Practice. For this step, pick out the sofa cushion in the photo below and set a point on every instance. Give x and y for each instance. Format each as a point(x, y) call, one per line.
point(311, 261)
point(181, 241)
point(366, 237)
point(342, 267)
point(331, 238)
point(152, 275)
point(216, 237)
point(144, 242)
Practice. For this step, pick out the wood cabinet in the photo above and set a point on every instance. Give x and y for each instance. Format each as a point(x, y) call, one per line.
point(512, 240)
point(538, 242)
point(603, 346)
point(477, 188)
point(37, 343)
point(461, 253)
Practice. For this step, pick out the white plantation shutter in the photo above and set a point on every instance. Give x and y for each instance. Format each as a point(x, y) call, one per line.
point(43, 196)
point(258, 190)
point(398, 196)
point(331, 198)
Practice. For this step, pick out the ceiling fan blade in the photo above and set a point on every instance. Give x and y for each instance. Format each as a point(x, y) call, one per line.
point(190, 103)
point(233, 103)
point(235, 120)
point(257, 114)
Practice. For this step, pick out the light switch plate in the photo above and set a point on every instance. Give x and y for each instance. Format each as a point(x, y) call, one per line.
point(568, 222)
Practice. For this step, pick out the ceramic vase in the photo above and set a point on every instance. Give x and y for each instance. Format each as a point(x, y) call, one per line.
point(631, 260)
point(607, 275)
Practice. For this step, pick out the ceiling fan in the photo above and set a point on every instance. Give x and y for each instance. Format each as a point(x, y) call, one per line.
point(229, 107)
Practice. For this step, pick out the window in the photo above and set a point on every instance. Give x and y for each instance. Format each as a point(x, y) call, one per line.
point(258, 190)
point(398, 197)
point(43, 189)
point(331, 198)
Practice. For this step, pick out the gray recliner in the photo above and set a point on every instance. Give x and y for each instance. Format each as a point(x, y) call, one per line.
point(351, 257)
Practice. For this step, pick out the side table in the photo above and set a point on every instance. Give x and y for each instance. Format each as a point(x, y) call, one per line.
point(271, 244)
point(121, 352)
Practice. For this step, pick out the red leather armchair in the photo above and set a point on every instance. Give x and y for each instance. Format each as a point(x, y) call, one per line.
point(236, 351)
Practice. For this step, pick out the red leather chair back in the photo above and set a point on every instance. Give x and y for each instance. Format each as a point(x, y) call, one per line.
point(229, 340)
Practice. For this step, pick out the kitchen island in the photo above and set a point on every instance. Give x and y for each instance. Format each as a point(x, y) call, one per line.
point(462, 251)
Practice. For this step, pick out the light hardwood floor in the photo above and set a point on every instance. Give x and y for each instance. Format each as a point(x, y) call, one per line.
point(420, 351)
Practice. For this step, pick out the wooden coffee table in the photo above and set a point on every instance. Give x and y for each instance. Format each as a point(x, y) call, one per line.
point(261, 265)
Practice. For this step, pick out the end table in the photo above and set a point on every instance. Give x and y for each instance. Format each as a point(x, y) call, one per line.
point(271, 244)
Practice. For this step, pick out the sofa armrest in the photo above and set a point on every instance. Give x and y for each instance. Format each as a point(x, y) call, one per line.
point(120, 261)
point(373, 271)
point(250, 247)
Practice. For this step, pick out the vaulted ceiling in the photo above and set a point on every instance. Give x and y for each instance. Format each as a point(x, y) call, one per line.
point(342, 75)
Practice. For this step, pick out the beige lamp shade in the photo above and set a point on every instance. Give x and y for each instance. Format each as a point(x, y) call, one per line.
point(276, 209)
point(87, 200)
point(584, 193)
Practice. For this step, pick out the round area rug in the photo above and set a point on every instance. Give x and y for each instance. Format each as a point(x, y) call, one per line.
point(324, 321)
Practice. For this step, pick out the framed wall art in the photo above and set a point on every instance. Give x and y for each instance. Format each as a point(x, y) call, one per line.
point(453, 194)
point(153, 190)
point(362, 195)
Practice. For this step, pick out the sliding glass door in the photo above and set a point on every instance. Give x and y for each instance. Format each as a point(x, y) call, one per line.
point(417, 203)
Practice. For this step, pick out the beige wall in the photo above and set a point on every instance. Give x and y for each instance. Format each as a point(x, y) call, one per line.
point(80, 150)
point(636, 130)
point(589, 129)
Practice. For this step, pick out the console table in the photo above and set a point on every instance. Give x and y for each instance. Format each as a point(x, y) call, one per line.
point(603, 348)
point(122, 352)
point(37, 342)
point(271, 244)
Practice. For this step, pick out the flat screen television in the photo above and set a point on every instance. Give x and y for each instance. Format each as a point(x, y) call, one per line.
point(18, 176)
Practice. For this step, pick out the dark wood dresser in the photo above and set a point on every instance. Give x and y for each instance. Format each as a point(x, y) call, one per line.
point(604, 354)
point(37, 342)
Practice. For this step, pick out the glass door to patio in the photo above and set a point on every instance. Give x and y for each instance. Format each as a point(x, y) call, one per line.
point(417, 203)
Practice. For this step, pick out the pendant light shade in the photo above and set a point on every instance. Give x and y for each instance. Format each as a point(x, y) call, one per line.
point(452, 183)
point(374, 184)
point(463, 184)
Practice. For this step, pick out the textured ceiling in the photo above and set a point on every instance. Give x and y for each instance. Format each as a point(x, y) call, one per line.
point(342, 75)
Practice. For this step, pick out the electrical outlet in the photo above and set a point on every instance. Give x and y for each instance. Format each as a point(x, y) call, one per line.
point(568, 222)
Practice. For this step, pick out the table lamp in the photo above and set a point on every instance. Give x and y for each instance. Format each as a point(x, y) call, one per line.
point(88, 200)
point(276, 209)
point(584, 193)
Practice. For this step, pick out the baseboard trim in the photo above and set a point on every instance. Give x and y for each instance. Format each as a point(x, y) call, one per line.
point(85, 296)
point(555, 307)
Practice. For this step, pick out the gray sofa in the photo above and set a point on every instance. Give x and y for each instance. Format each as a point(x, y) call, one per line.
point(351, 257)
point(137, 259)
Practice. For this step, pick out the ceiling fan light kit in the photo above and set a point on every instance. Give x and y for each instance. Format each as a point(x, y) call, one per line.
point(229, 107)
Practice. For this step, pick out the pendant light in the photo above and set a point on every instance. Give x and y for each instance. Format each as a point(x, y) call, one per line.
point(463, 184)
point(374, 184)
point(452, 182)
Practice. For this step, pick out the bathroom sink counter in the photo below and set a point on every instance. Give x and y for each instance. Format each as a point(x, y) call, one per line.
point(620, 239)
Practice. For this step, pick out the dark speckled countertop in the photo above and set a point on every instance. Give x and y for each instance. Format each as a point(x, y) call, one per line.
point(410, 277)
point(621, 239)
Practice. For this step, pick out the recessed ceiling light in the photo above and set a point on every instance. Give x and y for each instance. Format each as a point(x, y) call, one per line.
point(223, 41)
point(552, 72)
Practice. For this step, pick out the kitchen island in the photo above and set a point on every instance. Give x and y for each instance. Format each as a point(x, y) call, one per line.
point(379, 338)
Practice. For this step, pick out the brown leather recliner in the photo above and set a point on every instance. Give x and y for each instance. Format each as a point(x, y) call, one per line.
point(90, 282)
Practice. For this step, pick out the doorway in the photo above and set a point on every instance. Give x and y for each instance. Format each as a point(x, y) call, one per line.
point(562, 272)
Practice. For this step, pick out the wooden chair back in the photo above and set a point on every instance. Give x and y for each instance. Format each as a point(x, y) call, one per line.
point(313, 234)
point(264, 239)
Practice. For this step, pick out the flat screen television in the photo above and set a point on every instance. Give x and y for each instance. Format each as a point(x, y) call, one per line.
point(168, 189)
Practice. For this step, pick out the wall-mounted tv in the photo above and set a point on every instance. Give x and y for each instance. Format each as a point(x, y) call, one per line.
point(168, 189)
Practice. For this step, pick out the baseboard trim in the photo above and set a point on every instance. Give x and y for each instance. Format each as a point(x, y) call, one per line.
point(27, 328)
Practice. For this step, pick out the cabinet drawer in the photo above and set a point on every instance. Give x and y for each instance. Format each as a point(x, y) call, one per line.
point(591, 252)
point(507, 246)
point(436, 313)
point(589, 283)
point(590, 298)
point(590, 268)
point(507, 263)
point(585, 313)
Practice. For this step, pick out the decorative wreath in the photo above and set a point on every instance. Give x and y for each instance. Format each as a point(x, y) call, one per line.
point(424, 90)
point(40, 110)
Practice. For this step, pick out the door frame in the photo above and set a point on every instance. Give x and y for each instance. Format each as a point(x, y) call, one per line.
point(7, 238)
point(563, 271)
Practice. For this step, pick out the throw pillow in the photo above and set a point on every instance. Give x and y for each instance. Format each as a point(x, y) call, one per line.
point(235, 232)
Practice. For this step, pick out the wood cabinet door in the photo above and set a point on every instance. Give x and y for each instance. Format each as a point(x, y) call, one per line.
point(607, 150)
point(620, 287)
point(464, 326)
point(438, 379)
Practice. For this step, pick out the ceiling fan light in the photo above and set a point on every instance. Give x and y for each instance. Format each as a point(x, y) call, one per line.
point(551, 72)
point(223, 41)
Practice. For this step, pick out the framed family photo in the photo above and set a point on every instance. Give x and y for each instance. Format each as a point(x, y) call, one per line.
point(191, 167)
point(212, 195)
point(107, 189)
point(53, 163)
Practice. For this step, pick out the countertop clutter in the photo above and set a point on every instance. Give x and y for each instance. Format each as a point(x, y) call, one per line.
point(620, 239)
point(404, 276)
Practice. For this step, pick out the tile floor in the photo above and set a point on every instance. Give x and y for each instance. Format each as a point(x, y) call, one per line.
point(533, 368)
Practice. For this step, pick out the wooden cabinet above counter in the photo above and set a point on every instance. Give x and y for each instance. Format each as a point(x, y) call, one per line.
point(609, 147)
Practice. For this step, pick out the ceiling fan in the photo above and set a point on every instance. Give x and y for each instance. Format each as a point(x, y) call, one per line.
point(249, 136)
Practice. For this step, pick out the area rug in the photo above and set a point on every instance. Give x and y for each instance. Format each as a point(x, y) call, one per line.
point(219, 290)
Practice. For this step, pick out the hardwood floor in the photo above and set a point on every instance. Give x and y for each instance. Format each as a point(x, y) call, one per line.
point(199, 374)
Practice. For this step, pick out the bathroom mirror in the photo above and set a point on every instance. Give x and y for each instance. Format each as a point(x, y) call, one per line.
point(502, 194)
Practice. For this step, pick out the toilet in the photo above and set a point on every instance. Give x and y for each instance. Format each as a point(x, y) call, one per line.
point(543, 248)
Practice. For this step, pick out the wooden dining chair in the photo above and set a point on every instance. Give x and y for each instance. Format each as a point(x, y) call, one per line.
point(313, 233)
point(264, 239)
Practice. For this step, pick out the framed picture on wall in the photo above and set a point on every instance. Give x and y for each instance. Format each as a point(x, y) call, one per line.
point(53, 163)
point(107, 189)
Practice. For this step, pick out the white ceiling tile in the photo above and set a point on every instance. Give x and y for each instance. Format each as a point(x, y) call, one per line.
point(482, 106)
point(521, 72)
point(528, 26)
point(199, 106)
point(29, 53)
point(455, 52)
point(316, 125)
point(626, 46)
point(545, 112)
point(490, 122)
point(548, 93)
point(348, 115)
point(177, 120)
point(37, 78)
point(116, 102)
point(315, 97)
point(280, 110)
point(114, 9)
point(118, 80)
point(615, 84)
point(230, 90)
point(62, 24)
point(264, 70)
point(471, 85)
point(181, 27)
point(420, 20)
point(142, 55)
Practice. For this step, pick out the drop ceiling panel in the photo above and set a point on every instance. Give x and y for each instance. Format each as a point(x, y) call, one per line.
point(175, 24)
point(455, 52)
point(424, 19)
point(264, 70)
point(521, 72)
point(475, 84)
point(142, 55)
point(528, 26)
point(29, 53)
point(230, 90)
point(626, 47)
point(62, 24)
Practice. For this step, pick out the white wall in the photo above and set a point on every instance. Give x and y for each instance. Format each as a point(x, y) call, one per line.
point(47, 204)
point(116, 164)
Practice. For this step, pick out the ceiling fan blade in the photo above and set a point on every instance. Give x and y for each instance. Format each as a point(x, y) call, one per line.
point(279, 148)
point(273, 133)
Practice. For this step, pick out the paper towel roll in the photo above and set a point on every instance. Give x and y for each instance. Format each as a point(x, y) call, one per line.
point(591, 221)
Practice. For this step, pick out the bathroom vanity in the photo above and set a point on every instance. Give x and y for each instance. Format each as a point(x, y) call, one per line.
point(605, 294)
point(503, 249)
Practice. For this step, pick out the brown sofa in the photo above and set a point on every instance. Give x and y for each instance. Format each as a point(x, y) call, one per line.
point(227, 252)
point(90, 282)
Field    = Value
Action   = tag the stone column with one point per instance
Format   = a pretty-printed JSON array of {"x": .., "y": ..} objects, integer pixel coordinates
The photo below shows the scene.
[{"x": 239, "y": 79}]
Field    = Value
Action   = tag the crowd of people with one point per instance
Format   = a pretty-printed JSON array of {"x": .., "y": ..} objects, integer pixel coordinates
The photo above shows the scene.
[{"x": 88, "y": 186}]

+-------+

- Brief: Gather up the lines containing the word "with" from these records and copy them.

- The answer:
Action   = tag the stone column with one point per instance
Action   = tag the crowd of people with one point per instance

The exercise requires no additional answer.